キッシンジャーの日々
キッシンジャー



 僕のために書こう

2003年9月11日。

僕は今、ここにこうして生きている。


最初は別になんも考えんでも生きてこれた。

今はなんだかんだとしがらみ多く、

ああだこうだと考えなくちゃいけない。

いけなくなった。

そうしないと生きていけない僕になった。

何時の間にかなっていた。

気付いたときにはもう、なっていた。

気付いたときにはもう、遅かった。


どれだけ自分に納得いくようなことをしてきたろう。

どれだけ自分を認められることをしたんだろう。

どれだけ僕は僕を僕として見つめることがあったろう。


多くのものを得て、

多くのものを失ってきたような気がする。

失ったというよりも

救えなかった

というべきか。

救えなかったかわりに

僕がしたことと言えば、

僕を世界の忘却へと追い込んだ

くらいだろうか。

※

**取り組む課題**
1. 本文の「どれだけ自分に納得いくような」で始まる段落を、要点を保ったまま箇条書きに書き改めなさい。
2. 本文から、「なった」または「なっていた」で終わる文をすべて抜き出しなさい。
3. 本文中の「僕は今、ここにこうして生きている。」という文を英語に訳しなさい。
このあとに続く行は、課題を解くのに使いません。

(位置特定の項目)

※

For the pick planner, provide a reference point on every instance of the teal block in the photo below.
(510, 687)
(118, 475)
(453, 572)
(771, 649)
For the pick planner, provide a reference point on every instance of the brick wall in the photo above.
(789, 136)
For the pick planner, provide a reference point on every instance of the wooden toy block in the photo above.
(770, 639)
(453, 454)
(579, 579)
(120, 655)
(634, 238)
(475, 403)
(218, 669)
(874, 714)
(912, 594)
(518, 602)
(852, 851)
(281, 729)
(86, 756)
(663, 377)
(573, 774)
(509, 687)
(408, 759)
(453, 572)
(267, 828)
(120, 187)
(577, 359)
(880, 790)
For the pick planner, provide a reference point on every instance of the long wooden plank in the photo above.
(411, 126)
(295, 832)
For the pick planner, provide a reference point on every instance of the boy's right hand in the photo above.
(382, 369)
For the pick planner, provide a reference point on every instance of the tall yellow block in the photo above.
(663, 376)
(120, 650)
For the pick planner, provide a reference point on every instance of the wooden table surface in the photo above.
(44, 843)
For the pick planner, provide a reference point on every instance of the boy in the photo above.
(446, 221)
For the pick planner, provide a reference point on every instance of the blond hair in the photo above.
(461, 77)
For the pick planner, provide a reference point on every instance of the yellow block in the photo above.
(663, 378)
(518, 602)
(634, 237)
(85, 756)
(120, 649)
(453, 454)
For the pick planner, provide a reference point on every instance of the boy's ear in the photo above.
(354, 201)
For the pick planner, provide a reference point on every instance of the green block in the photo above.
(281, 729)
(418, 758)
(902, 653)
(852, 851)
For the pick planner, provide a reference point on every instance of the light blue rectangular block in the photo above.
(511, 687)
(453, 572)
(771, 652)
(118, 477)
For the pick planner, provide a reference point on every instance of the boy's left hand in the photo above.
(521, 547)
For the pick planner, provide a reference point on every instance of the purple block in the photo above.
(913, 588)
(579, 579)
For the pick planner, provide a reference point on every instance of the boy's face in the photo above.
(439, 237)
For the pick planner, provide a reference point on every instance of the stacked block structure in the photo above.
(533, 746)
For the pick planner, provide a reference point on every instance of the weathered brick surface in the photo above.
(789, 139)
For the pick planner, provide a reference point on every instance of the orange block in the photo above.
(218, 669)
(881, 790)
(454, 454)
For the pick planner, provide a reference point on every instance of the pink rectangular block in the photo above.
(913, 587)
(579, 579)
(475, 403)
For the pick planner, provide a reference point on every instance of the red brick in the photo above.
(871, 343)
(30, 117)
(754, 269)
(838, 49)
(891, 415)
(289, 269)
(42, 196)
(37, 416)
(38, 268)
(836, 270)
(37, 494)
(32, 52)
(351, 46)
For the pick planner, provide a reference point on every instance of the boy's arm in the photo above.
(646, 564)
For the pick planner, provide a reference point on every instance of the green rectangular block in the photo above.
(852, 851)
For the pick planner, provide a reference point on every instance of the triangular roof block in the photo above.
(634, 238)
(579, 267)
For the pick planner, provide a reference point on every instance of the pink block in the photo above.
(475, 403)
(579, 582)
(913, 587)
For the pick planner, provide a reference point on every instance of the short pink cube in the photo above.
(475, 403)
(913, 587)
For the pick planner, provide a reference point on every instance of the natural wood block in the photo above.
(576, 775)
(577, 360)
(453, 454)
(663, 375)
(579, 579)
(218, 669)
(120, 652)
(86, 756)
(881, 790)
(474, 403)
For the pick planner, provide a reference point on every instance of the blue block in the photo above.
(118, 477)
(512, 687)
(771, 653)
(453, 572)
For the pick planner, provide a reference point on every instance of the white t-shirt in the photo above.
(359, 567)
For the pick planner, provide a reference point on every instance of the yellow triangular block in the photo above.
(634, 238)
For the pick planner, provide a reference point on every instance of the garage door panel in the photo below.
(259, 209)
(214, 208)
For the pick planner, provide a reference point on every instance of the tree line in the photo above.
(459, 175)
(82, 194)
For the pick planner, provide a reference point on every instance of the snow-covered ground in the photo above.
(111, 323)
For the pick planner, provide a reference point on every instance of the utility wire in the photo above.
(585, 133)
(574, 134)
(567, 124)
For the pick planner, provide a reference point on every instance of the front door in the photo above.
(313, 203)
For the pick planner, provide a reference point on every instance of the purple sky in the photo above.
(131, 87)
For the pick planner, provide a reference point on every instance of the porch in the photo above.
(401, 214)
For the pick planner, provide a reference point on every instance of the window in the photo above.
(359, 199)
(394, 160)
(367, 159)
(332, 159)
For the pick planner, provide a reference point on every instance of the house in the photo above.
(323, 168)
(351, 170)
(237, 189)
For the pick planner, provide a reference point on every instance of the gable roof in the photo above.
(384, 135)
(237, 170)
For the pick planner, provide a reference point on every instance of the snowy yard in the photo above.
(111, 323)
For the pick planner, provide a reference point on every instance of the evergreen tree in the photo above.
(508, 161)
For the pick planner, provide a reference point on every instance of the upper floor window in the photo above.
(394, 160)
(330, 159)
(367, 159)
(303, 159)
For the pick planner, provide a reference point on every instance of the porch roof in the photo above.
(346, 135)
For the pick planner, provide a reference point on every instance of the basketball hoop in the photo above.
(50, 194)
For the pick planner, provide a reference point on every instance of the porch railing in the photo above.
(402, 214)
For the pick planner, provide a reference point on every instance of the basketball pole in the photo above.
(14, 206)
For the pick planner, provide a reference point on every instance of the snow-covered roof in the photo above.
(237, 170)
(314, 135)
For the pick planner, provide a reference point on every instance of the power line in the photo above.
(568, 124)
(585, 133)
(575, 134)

※

**解答例**
1.
- 自分に納得のいくことをどれだけしてきたか
- 自分を認められることをどれだけしたか
- 自分を自分として見つめることがどれだけあったか

2.
- いけなくなった。
- そうしないと生きていけない僕になった。
- 何時の間にかなっていた。
- 気付いたときにはもう、なっていた。

3. I am alive now, here, like this.